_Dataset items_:
-- -- --

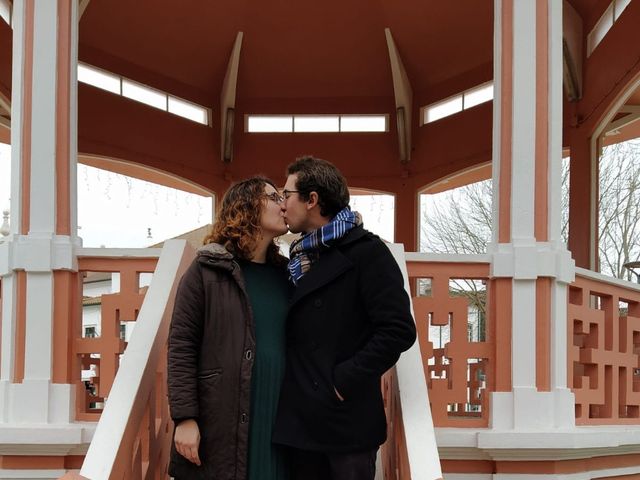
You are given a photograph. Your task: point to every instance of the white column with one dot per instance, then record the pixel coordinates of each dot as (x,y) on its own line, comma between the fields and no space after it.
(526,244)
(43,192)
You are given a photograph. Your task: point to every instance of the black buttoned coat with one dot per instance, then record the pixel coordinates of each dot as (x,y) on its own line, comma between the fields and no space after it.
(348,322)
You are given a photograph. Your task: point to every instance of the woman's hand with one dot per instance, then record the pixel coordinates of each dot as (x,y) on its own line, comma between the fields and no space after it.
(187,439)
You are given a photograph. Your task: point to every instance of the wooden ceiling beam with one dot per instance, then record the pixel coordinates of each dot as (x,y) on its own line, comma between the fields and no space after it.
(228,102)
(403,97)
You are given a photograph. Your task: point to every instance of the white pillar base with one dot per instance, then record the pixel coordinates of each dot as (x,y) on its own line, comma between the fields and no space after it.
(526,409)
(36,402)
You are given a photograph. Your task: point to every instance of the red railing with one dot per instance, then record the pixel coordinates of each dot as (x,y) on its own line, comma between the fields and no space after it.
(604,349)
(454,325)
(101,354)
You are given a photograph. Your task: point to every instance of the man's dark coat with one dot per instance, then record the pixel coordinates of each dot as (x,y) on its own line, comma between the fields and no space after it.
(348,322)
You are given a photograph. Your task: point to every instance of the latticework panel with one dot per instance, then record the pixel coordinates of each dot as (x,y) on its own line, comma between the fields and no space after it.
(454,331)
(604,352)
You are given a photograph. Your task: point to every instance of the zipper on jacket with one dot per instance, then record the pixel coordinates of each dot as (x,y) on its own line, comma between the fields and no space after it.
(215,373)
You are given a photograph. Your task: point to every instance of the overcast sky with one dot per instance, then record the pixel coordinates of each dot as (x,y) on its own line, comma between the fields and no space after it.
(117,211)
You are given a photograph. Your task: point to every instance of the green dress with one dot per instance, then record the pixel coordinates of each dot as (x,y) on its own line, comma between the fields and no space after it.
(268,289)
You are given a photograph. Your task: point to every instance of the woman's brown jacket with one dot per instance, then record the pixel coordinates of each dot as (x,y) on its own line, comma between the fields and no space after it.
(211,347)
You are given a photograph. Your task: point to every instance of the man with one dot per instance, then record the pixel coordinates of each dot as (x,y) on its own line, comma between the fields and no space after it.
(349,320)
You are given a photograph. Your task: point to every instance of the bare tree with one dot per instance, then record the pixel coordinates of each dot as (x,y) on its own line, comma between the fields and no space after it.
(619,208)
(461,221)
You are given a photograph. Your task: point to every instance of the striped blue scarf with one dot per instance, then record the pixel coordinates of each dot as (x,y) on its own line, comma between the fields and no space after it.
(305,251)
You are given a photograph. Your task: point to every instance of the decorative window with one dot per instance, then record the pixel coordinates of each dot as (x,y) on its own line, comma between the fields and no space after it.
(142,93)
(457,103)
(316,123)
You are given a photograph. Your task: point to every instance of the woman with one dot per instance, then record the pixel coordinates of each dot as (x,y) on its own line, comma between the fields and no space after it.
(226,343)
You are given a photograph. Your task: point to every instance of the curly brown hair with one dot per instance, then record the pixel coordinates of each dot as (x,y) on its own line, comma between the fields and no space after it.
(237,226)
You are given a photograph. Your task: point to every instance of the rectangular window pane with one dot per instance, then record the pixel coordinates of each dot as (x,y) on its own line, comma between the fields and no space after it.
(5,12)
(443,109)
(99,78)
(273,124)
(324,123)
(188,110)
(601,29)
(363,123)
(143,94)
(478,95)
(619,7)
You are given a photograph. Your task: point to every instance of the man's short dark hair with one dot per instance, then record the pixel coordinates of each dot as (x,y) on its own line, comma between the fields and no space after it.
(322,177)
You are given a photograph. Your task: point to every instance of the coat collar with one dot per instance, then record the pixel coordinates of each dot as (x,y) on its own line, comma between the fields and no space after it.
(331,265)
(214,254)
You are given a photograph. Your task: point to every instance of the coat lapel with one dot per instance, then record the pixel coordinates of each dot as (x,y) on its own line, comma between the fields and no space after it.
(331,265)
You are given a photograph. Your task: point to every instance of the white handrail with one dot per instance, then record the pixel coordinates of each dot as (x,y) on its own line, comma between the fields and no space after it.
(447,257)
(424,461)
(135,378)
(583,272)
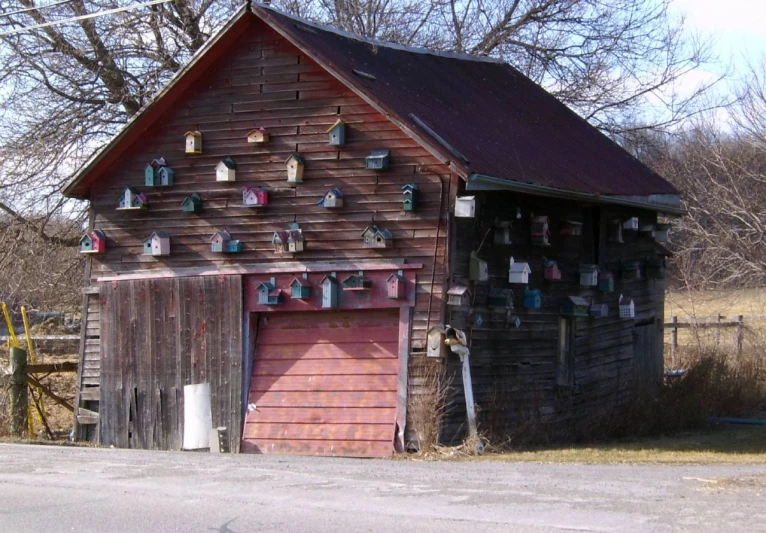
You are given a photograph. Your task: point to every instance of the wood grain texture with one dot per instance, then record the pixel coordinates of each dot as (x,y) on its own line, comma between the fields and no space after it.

-- -- --

_YOUR INSTRUCTIONS_: Set the data above down again exactly as given, with no pictures.

_YOUR RESPONSE_:
You are given a photograph. Your task: point to every instance of the white column with one dot per instance, then record the pixel coordinates of each dot as (x,y) on its own line, comma between the fields and no space after it.
(526,244)
(43,192)
You are given a photograph. Your task: point to every instance of the black buttoned coat with one dot per instance, then record the pixel coordinates of each dot as (x,y) on its own line, comma between the fields and no space after it.
(348,322)
You are given a photograph. Your task: point to every instance of the woman's hand with one dot per instance, then record the pixel coordinates of each dot as (x,y) on its own line, comma between the fields and no space after it.
(187,439)
You are given a photograph. Your task: point to every instance of the wooden ceiling beam with one dot per instance, then record the pixel coordinates of each dot as (x,y) on its own line, comma between the fields and no space after it.
(228,102)
(403,97)
You are given a photograph. Your task: point to every instance of the white pillar base with one dot per instance, then record the pixel coordinates of each dot as (x,y) on its own line, comma between the fields and no space after it.
(526,409)
(36,402)
You are given a photograph. Your task: point to every instance of the red railing with one dot per instance, then record the pixel coordinates of each dot as (x,y) on its own line, comma between the fields and no space after it.
(604,349)
(454,325)
(101,354)
You are given a photograph. Your task: point to every instance of the man's dark coat with one dot per instance, then record the pixel coordinates of each dot as (x,y) on its own line, comma between the fields and no space after it.
(348,322)
You are given a photograph. Your task: point to every instance of the latticework panel with one dot per instance, then record the pixel coordinates of each dot as (x,y) on its own line, comma between the fields and no space after it.
(454,331)
(604,352)
You are given a photograph. Your task: point to every instance of the zipper on jacket with one dot per instance, then record the pixel coordinates of each dot as (x,y) on its own line, comma between the fields and no space after it.
(215,373)
You are given a photograph. Your task: point to every instance of the overcast sky with one dot per instance, then record the pixel coordinates of each dot as (x,y) on its own line, comma between the fields and no space after it.
(117,211)
You are given a photograph. Your task: point to every instance of the green dress with one dot per instance, then record the pixel coordinates of each dot as (x,y) on its own line, comma between the fields and no space after it.
(268,289)
You are given a photograph. Your task: point to every instance of the woman's brown jacket with one dot per instance, then record the pixel coordinates of each dot as (x,y) on its own line, comma between the fields and no space after it.
(211,347)
You are given a photograph. Your task: point to every instance of the man with one dot per instance, then record the pixel coordinates of each dot as (x,y) on its own line, comma between the fields and no space after it.
(349,320)
You are given a photograph. Your task: point to every instance of the bare tree with one dot per instance, then record the pixel coordinates of each dot as (x,y) on its own line, comma between the fields and no space after it.
(619,208)
(461,221)
You are given a photograph. Your task: point to every instance of the striped blue scarf with one dot per instance, then record the pixel coordinates of each dot as (x,y) on its own line, comma between the fields and no space after it.
(305,251)
You are given a photograph. Your task: point to every instance of the decorative window with one dot per instance, then record the pixel coordinates of each dot as (x,y) on its own line, comma between the fields and no space after it.
(142,93)
(457,103)
(316,123)
You are given a photograph. Your task: point to every instance of the woman with one dot per instance, then record the pixel coordinates of each dot as (x,y) on its own line, comma between the fields and no space after it.
(226,343)
You are given a photograph. Your task: point to every instance of the curly brown hair with one dot per instance, then record the pixel coordinates of each dot as (x,y) on its own line, comma between the fields and no space after it.
(237,226)
You are given a photograph. Your task: point to every instance of the rectangular window pane with one dot per instance, then record the pixel coordinates of each dot as (x,y) on its own line, comma between the fields and no space after it.
(5,12)
(443,109)
(99,78)
(273,124)
(324,123)
(188,110)
(601,29)
(363,123)
(143,94)
(478,95)
(619,7)
You are given a photograph. Your task: point to every instance of the man's short dark hair with one dot per instance, then record the pixel coordinates of each dot as (x,y) on its own line, comma between the fields and no space after it.
(322,177)
You are given a photograph. Your task: point to every instance of the coat collar with one dot per instance, then record the pixel coordinates of each dot as (x,y) on its own line, comma between the fields and no space after it.
(331,265)
(214,254)
You are given a photograph. Your task: point to every instance of the coat lapel with one dot per instance, then record the pixel coordinates of each dot as (x,y) on its own line, comma between the fields and no space after it.
(331,265)
You are given a photograph. Your task: point to every instance of the white handrail with one dot per instance, then record the pixel coordinates of each dot as (x,y) on its own line, comma between the fields and no space after it.
(447,257)
(424,461)
(135,378)
(583,272)
You are given a photograph. Your task: point to every instance of the wood grain texture with one dot per instance, then record the pixel coordinates of each dot as (x,y) on its own line, comma between the fields and no space after it.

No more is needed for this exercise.